> [COSA FARE]:
- a) Elenca, nell'ordine in cui compaiono, tutti i numeri scritti in cifre nell'estratto su Marco D'Agostin riportato qui sotto, ripetizioni comprese.
- b) Estrai dall'elenco sottostante ogni riga in cui compare la stringa "grille".

> [ESTRATTO]:
╔══

Marco D’Agostin, gettando uno sguardo retrospettivo sulla sua carriera e sulla sua formazione, ci racconta di aver iniziato a danzare soltanto a 20 anni; fino ai 17 è stato sportivo d’élite, cimentandosi nello sci di fondo e nello Skiroll – gli è rimasta in quella artistica, constata, l’abitudine alla marginalità della sua disciplina sportiva – , e solo dopo quasi 4 anni di stop totale si è rimesso in gioco, cominciando la formazione che l’ha portato oggi a essere autore e performer. Sia questo iato, durante il quale la sua voglia e le sue aspettative hanno poi portato a una vera e propria esplosione di energia nei suoi primi lavori, sia le esperienze precedenti del suo corpo, che gli hanno lasciato una struttura fisica alterata (non da ultime 3 – poi 4 – ernie del disco) e dei limiti attorno ai quali ha dovuto ricostruire la  sua struttura di danzatore, lasciano tracce indelebili e fondamentali nel suo stile e nel suo modo di pensare, imbastire e portare in scena le sue opere.

╚══

Voci di puntamento su oggetti etichettati
╔══

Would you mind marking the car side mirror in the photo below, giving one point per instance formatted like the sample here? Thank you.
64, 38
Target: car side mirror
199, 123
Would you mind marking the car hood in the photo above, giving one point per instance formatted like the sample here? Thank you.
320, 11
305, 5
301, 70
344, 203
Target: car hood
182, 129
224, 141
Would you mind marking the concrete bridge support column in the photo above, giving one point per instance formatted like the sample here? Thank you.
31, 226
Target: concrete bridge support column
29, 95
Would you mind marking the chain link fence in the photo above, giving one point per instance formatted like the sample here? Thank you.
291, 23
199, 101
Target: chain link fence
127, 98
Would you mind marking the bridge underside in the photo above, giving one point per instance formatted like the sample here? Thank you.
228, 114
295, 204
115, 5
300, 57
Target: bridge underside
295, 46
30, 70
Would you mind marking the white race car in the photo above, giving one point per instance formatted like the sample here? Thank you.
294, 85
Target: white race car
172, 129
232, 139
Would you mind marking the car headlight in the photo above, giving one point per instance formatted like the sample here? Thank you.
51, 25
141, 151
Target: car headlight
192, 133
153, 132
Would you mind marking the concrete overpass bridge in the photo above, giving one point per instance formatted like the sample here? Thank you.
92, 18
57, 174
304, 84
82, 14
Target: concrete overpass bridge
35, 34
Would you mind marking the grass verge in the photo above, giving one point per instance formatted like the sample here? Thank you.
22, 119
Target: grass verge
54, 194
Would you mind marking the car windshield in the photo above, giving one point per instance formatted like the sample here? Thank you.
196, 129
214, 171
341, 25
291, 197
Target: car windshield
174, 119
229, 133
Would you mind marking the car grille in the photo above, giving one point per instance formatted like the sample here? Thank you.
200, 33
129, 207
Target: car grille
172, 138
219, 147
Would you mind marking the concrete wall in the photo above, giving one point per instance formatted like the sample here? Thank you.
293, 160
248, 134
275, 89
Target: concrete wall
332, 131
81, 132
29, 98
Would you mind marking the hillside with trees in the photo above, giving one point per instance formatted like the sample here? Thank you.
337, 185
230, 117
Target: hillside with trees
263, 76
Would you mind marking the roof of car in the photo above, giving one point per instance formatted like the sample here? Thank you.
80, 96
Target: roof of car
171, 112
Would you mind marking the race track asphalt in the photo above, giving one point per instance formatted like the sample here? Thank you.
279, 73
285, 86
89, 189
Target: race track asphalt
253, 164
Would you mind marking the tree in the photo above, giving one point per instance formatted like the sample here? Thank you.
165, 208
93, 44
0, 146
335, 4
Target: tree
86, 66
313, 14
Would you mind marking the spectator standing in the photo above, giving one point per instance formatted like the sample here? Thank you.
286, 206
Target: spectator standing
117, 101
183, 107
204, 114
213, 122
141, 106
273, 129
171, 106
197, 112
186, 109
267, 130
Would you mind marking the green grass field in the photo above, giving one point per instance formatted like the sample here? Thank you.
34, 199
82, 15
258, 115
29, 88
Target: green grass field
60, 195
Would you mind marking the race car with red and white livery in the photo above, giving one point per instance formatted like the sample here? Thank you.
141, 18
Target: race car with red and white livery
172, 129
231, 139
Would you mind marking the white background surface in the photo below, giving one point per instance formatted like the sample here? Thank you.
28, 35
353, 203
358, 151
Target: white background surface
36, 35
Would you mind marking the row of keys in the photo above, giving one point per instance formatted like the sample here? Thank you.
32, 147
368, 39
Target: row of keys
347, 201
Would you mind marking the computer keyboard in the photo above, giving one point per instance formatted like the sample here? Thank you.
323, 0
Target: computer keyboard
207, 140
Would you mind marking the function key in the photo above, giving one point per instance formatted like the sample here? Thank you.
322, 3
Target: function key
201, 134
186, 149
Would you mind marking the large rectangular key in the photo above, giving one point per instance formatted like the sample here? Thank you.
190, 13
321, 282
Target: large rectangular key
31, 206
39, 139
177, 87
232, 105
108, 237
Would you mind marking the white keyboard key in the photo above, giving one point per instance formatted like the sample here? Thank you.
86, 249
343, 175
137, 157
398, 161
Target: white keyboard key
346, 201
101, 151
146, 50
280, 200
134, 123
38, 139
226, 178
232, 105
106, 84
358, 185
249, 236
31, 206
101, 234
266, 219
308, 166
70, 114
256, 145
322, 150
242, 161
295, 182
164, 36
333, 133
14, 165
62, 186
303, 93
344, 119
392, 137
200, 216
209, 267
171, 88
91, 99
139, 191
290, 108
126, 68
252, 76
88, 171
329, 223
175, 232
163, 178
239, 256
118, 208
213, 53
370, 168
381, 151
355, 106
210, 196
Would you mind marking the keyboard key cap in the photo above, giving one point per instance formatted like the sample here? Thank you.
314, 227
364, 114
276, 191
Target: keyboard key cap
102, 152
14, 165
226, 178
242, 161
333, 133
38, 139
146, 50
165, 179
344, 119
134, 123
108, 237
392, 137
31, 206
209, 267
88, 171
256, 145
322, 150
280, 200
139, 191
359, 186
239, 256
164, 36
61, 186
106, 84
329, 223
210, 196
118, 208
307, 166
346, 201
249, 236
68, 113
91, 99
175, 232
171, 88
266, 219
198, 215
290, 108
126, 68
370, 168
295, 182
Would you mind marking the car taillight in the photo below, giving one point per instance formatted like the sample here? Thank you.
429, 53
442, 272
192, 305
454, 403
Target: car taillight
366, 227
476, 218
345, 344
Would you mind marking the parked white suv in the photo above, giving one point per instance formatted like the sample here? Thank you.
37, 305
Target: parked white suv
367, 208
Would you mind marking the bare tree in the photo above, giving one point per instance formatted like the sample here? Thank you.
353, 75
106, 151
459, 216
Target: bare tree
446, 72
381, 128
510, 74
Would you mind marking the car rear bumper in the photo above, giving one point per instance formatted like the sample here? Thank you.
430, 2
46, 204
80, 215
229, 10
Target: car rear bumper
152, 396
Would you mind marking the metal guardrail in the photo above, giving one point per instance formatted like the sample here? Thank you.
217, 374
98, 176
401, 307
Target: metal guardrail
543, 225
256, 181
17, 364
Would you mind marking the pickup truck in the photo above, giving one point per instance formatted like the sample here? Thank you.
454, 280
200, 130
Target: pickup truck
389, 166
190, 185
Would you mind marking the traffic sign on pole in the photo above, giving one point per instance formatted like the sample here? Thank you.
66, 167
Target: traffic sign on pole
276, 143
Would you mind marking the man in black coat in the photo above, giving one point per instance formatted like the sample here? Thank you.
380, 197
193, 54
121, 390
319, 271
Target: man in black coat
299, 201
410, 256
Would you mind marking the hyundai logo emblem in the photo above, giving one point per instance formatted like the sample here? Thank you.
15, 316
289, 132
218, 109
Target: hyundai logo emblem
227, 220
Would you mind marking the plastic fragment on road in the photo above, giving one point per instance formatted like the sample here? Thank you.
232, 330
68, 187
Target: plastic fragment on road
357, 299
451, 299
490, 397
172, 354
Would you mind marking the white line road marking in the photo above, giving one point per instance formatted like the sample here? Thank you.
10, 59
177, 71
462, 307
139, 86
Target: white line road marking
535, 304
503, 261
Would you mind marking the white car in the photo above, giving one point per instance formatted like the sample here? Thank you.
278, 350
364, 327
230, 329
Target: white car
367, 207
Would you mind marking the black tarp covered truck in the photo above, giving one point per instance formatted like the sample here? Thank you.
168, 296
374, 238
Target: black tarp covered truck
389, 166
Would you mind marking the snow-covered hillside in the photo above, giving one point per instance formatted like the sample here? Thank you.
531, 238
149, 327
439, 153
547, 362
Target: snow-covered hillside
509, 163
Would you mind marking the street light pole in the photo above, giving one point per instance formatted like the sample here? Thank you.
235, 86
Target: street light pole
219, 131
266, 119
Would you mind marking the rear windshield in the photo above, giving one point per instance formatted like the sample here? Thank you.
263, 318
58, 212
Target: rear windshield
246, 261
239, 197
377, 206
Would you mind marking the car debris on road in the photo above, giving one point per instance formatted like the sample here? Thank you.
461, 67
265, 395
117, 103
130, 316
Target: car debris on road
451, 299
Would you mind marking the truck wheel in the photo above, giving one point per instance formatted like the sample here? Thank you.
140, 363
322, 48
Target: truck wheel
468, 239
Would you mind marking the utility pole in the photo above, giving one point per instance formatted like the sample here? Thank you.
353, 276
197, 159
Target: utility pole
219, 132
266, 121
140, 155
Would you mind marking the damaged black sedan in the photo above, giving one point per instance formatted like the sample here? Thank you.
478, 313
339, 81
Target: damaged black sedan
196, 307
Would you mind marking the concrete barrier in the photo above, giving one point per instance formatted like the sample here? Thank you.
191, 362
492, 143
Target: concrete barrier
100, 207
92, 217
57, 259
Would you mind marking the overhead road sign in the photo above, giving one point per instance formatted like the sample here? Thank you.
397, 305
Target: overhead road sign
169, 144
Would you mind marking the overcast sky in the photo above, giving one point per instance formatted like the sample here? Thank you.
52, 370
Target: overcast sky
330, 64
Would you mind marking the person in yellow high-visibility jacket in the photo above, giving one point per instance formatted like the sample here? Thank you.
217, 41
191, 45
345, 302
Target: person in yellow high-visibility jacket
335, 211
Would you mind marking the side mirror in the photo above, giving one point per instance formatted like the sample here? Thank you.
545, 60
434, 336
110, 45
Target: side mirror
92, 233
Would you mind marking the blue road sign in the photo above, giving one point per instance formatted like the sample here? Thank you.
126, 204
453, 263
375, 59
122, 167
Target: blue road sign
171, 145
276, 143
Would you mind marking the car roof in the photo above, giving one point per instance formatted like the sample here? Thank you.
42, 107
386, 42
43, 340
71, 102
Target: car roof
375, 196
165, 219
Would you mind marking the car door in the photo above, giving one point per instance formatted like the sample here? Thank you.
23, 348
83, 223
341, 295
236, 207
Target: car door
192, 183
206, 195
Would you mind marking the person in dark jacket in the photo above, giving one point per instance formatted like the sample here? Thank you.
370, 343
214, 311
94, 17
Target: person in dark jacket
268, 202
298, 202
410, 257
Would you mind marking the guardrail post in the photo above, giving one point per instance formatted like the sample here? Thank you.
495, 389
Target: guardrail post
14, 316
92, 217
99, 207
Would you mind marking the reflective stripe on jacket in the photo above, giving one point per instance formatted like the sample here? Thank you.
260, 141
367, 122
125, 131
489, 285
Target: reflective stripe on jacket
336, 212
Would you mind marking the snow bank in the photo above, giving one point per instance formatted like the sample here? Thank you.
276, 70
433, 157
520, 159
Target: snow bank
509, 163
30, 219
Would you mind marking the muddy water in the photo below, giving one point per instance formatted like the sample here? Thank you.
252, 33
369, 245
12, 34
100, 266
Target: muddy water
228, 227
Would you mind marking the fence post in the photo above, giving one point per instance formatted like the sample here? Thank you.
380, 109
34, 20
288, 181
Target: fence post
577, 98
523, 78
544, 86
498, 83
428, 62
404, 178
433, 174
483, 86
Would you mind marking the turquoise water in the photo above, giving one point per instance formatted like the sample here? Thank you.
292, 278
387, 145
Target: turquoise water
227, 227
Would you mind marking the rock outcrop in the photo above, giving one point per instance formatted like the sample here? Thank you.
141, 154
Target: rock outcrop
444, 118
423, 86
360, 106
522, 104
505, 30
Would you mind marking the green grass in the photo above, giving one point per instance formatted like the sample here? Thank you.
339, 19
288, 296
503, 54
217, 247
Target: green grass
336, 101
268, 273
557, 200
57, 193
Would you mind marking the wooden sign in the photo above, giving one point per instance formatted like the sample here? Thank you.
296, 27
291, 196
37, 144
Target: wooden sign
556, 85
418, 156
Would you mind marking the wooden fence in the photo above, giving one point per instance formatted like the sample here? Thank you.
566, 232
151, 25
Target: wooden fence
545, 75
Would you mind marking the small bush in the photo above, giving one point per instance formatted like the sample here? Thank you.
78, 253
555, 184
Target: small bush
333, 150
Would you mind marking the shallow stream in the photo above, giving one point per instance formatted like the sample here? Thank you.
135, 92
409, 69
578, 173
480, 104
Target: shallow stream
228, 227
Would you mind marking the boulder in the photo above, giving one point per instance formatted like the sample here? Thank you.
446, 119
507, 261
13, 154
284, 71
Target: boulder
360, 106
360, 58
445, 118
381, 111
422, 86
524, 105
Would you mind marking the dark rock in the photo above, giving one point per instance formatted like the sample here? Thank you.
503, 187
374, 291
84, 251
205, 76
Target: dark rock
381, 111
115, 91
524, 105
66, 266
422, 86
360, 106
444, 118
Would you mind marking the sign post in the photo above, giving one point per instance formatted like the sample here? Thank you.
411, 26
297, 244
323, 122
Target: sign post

╚══

> [ESERCIZI SVOLTI]:
- a) 20, 17, 4, 3, 4

- b)
Would you mind marking the car grille in the photo above, giving one point per instance formatted like the sample here? Thank you.
Target: car grille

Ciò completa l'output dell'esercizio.